··· TEXTO FORNECIDO

Y. O entendimento de que o artigo 12.º, n.º 2 do Decreto-Lei n.º 123/2009, de 21 de Maio tem uma natureza meramente interpretativa, tal como propugnado pela sentença a quo, sempre desembocaria numa injusta e desproporcionada situação de dupla não tributação, da “A……, S.A.”, restringindo intoleravelmente o poder de tributar do município e o dever de suportar tributação da entidade em causa sem que nenhum elemento axiológico o justifique, gorando igualmente os fins do legislador com a introdução do aludido artigo em 2009, que passavam por evitar situações de dupla tributação e não por potenciar situações de dupla não tributação, estando nessa medida claramente vedado ao abrigo do corolário da interpretação sistemática que se extrai do artigo 11.º da LGT e do artigo 9.º do Código Civil.

Z. De facto, sendo inegável a existência de uma prestação efectiva, torna-se assim incontornável a necessidade e a justiça da exigência da correspondente compensação e nem a aprovação do Decreto-Lei n.º 123/2009, de 21 de Maio, mais concretamente do disposto no seu artigo 12.º, n.º 2, poderá obstar a que qualquer município obtenha a justa compensação pelas prestações públicas que disponibiliza às entidade privadas.

AA. Não pode, portanto, manter-se na ordem jurídica a sentença a quo, no sentido de, relativamente a 2006, só poder ser cobrada a TMDP, uma vez que (i) em 2005, ainda não estava em vigor o artigo 12.º, n.º 2 do Decreto-Lei n.º 123/2009, de 21 de Maio, o qual dispõe de natureza inovadora; (ii) não houve lugar in casu a qualquer dupla tributação, não tendo a “A…., S.A.” suportado qualquer tributo em virtude do aproveitamento do domínio público de Cascais e, (iii) verificava-se a incidência da taxa de ocupação da via pública; sendo que só esta solução é consentânea com os corolários de interpretação normativa vigentes.

BB. Em consequência, não pode manter-se também a condenação do município no pagamento de indemnização por prestação de garantia indevida ao abrigo do n.º 1 e 2 do artigo 53.º da LGT.

Nestes termos deve o presente recurso ser julgado procedente, revogando-se a sentença a quo na sua totalidade e sendo ordenada a manutenção o acto de liquidação da taxa de ocupação da via pública relativo a 2006 bem como a revogação da condenação do Município ao pagamento de indemnização por prestação indevida de garantia».

······
··· ITENS FORNECIDOS

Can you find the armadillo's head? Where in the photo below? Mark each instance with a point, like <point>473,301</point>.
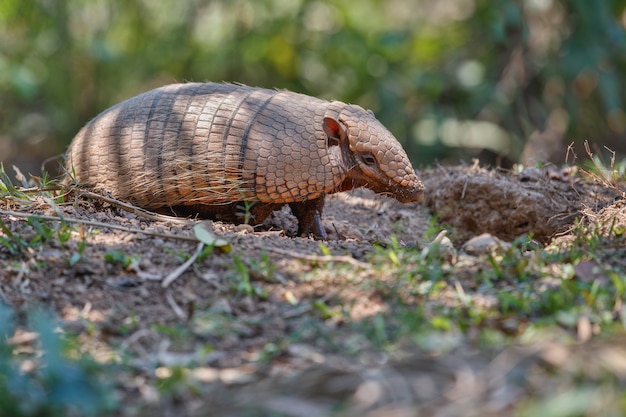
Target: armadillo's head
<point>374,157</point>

······
··· ITENS FORNECIDOS

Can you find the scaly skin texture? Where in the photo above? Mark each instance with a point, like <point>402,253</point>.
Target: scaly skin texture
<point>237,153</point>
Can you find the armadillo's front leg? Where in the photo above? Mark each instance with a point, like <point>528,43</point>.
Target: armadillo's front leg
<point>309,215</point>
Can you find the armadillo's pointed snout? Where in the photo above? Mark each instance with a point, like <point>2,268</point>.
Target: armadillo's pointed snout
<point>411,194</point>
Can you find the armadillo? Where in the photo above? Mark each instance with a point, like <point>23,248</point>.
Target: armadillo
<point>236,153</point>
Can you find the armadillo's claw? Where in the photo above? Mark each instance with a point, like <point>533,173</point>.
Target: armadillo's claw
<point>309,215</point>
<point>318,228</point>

······
··· ITENS FORNECIDOS

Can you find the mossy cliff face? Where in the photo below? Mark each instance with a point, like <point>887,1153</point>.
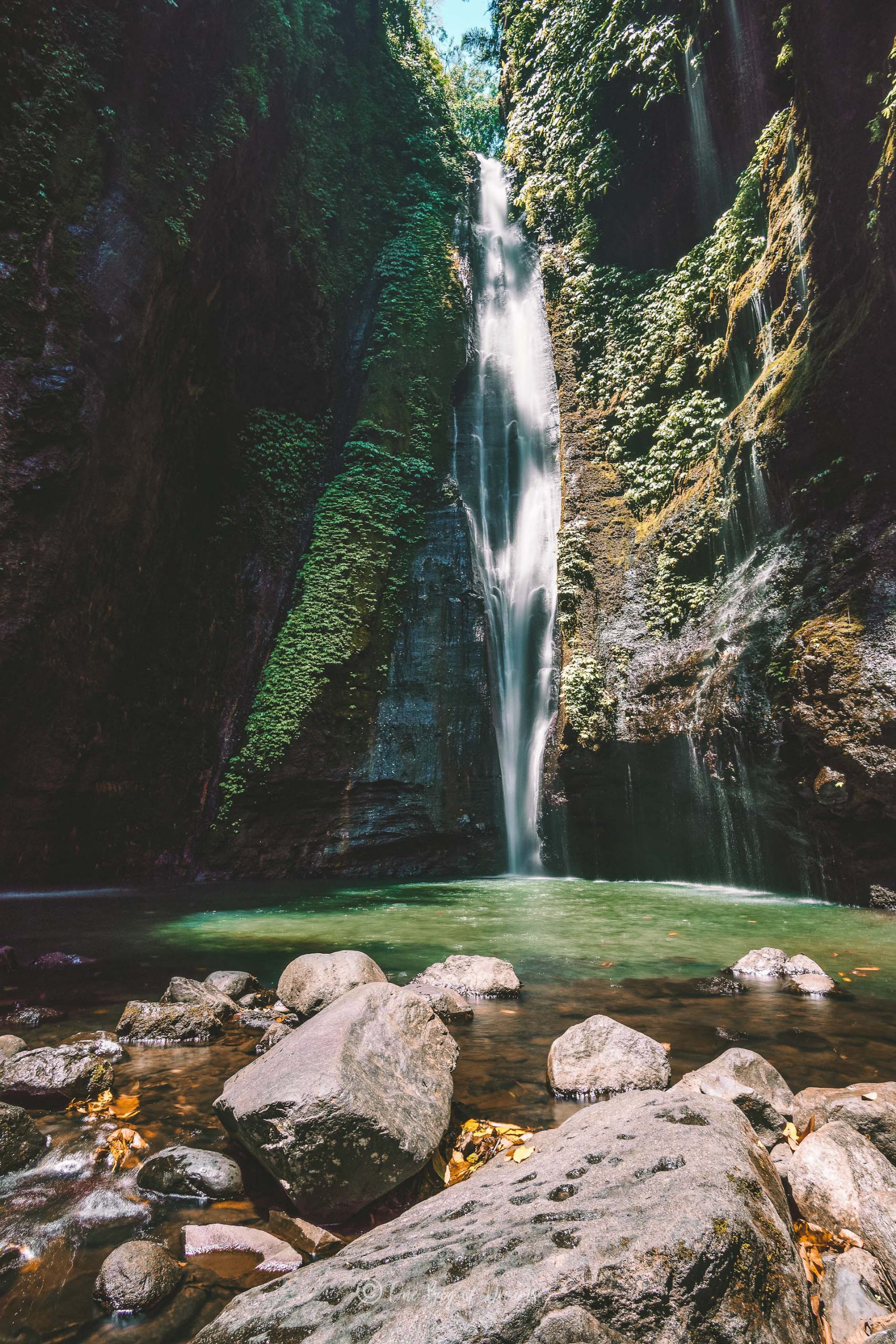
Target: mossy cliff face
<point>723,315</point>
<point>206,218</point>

······

# [EXERCÍCIO A]
No texto fornecido, ao abrigo de que disposição da LGT foi o município condenado no pagamento de indemnização por prestação de garantia indevida?
# [EXERCÍCIO B]
Reescreva todo o trecho do texto fornecido desde "AA. Não pode, portanto, manter-se" até "interpretação normativa vigentes.", trocando "Cascais" por "Oeiras".
# [EXERCÍCIO C]
Continue, por favor, o recurso sobre a taxa de ocupação da via pública a partir do ponto em que termina.
Os itens vêm de uma fonte diferente da do texto fornecido.

# [RESPOSTA A]
Ao abrigo dos n.º 1 e 2 do artigo 53.º da LGT.

# [RESPOSTA B]
AA. Não pode, portanto, manter-se na ordem jurídica a sentença a quo, no sentido de, relativamente a 2006, só poder ser cobrada a TMDP, uma vez que (i) em 2005, ainda não estava em vigor o artigo 12.º, n.º 2 do Decreto-Lei n.º 123/2009, de 21 de Maio, o qual dispõe de natureza inovadora; (ii) não houve lugar in casu a qualquer dupla tributação, não tendo a “A…., S.A.” suportado qualquer tributo em virtude do aproveitamento do domínio público de Oeiras e, (iii) verificava-se a incidência da taxa de ocupação da via pública; sendo que só esta solução é consentânea com os corolários de interpretação normativa vigentes.

# [RESPOSTA C]
1.3 A Recorrida apresentou contra-alegações com conclusões do seguinte teor:

«I. O presente Recurso foi interposto da douta Sentença proferida no processo de Impugnação Judicial n.º 154/11.0BESNT, que correu termos na Unidade Orgânica 1 do Tribunal Administrativo e Fiscal de Sintra, em que a Recorrida impugnou os actos de liquidação de TOVP praticados pela Câmara Municipal de Cascais, com referência ao ano de 2006, no valor total de € 126.813,50 (cento e vinte e seis mil oitocentos e trezes euros e cinquenta cêntimos) e, bem assim, o despacho do Senhor Vice-Presidente da Câmara Municipal de Cascais, de 10 de Dezembro de 2010, que indeferiu a reclamação graciosa apresentada contra os referidos actos de liquidação.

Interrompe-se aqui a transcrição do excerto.